**What you will do:**
Each line from the one containing "Definition of the keypoint: for every instance of the wood panel" through the end of the entries below should be transcribed exactly, and no other line.

**Task material:**
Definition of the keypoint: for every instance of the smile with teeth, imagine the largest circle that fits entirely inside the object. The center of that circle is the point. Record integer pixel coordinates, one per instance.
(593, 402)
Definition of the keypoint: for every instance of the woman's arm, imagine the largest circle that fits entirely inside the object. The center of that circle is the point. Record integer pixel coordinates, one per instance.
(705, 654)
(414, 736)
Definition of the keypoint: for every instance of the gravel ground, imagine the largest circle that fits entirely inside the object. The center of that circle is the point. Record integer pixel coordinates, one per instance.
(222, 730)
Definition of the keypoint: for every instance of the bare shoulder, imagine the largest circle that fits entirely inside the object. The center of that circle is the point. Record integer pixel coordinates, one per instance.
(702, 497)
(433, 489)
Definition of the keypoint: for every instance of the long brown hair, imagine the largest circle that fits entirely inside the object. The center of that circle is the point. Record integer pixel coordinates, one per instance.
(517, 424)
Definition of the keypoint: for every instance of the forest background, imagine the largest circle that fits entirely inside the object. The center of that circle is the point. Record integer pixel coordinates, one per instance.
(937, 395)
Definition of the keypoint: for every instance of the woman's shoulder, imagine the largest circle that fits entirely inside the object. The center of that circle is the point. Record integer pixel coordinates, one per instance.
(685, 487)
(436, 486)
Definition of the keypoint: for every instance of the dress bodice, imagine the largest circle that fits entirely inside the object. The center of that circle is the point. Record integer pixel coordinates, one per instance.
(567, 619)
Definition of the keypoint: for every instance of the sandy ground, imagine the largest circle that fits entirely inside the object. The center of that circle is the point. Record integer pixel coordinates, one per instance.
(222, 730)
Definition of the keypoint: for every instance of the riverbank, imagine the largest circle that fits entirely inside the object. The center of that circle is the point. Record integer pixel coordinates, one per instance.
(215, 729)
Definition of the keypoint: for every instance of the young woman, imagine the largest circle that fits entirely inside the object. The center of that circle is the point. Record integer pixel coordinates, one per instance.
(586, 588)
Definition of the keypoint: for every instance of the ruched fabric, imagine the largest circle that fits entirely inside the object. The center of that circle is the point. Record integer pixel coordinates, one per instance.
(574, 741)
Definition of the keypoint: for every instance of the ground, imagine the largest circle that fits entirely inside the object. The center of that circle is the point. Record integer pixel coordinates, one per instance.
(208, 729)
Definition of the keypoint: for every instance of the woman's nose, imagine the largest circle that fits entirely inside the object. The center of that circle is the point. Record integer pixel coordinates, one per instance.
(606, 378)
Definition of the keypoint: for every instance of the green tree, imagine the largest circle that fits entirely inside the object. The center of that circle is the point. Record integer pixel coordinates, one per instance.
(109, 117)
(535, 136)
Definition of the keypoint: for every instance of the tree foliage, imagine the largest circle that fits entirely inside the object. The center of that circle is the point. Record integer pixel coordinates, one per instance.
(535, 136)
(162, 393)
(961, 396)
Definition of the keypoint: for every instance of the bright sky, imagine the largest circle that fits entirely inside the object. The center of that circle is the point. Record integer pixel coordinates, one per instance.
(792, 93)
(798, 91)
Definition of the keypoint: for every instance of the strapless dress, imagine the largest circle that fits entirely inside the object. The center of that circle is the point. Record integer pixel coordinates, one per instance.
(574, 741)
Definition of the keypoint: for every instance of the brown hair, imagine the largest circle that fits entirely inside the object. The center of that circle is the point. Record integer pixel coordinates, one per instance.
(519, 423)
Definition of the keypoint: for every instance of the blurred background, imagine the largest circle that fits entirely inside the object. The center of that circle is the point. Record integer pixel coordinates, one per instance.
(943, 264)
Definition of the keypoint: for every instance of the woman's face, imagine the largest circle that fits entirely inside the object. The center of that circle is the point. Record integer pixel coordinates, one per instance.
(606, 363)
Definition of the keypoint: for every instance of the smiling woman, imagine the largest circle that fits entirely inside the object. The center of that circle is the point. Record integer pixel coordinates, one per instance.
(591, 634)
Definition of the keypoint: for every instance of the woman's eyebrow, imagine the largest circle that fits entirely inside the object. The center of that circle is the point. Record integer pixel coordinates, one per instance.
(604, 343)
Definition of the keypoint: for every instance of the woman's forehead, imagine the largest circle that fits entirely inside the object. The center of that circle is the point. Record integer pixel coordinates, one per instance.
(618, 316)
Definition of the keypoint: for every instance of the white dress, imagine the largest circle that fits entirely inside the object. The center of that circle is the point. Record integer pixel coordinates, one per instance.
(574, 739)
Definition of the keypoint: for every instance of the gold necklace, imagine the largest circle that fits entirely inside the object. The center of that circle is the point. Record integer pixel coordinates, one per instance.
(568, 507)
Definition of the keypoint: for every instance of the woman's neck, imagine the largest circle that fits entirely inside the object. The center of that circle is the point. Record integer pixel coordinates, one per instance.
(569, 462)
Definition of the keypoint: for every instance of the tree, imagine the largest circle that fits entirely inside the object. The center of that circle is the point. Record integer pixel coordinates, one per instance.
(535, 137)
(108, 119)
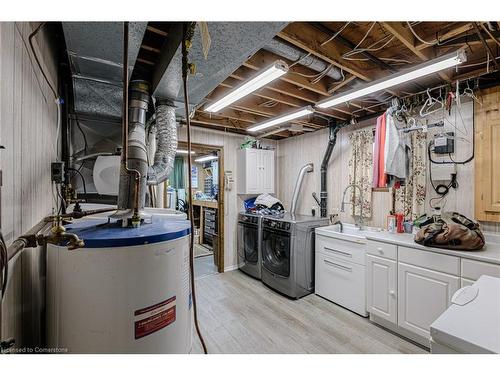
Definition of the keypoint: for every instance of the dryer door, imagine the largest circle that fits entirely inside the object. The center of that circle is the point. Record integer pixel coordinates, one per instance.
(248, 242)
(276, 251)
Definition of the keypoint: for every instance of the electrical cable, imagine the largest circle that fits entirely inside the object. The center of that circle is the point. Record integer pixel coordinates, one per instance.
(436, 42)
(57, 98)
(188, 30)
(4, 267)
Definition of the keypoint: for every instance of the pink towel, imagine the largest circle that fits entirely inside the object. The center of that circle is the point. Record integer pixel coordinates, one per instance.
(376, 152)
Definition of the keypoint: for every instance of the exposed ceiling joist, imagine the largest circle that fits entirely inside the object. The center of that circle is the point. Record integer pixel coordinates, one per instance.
(406, 37)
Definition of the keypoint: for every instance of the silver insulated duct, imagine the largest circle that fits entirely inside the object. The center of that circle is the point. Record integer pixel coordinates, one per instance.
(296, 190)
(166, 144)
(294, 54)
(137, 152)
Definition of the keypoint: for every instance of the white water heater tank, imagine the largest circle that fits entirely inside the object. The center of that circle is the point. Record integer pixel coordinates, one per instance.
(126, 291)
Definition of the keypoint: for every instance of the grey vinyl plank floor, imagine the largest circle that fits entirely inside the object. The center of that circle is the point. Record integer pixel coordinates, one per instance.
(204, 266)
(238, 314)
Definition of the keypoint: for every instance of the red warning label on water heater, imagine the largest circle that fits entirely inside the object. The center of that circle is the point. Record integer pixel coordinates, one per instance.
(153, 318)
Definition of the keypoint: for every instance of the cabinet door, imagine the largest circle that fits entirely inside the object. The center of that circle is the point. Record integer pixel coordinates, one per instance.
(253, 174)
(381, 287)
(423, 295)
(267, 171)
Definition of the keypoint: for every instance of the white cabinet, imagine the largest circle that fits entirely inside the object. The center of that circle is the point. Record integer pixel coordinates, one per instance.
(381, 275)
(255, 171)
(340, 273)
(423, 295)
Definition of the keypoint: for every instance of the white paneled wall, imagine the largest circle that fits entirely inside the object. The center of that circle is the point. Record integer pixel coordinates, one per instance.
(294, 152)
(232, 202)
(28, 118)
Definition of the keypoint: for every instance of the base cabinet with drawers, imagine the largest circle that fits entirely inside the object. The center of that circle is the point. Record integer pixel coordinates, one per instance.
(340, 272)
(408, 289)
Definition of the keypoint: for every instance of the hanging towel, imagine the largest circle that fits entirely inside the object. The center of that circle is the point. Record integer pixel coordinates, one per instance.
(396, 143)
(382, 178)
(376, 152)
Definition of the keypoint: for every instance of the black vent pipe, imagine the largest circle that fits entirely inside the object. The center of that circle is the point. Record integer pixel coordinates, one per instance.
(332, 140)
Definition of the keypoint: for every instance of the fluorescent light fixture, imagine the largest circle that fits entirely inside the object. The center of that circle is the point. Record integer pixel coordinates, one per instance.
(420, 70)
(263, 78)
(279, 120)
(206, 158)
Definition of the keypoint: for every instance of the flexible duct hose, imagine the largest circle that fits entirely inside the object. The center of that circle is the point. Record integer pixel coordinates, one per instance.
(166, 147)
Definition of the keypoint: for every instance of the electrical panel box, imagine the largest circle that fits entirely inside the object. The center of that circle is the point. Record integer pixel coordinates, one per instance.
(57, 172)
(443, 172)
(444, 143)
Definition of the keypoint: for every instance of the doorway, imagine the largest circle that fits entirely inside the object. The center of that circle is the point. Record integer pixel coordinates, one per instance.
(208, 202)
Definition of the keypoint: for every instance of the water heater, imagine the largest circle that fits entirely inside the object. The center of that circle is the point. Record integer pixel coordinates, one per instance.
(126, 291)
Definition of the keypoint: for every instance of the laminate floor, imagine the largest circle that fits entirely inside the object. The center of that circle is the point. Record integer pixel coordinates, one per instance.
(238, 314)
(204, 266)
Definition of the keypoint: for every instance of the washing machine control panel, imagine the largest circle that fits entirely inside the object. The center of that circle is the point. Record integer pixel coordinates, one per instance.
(276, 224)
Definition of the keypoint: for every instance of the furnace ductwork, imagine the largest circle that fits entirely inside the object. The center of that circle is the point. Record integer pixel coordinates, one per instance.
(166, 144)
(298, 184)
(137, 153)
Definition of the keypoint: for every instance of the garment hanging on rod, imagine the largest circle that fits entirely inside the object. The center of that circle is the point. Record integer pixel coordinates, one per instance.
(423, 127)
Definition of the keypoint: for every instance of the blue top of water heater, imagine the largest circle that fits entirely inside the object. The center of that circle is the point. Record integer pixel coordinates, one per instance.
(101, 233)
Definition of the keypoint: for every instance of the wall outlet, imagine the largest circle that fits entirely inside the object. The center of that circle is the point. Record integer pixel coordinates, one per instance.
(57, 172)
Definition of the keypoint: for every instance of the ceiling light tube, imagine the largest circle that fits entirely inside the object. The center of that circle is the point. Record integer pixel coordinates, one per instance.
(263, 78)
(281, 119)
(206, 158)
(420, 70)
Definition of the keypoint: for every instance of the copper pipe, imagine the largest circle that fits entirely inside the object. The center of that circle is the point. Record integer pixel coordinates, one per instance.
(485, 45)
(28, 239)
(124, 157)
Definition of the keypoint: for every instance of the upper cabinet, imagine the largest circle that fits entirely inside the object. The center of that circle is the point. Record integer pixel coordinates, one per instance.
(487, 156)
(255, 171)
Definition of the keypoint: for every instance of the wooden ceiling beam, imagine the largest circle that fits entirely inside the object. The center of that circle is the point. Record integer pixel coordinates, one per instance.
(406, 37)
(269, 94)
(262, 59)
(451, 33)
(305, 37)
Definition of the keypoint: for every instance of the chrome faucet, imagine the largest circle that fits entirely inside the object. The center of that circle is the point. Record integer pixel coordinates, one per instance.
(360, 219)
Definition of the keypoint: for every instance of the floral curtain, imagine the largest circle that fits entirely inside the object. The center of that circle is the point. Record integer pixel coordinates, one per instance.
(361, 170)
(410, 198)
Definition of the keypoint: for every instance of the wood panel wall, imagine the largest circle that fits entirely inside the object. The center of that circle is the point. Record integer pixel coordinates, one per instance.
(28, 122)
(294, 152)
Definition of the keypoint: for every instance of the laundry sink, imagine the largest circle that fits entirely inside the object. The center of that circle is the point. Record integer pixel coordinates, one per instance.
(347, 232)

**Response box:**
Definition of the keypoint: for every instance of the wood panel wall, imagine the largest circle that fits entirely inside the object. The center of that circle is the point. Record integer pixel coordinates, one per instance.
(28, 122)
(294, 152)
Definition of the keypoint: for every instance of the laundry sink, imagine the largest circle that fits entirely inside the object. The center of that circle is the point. Record integer pixel coordinates, one per instance.
(347, 232)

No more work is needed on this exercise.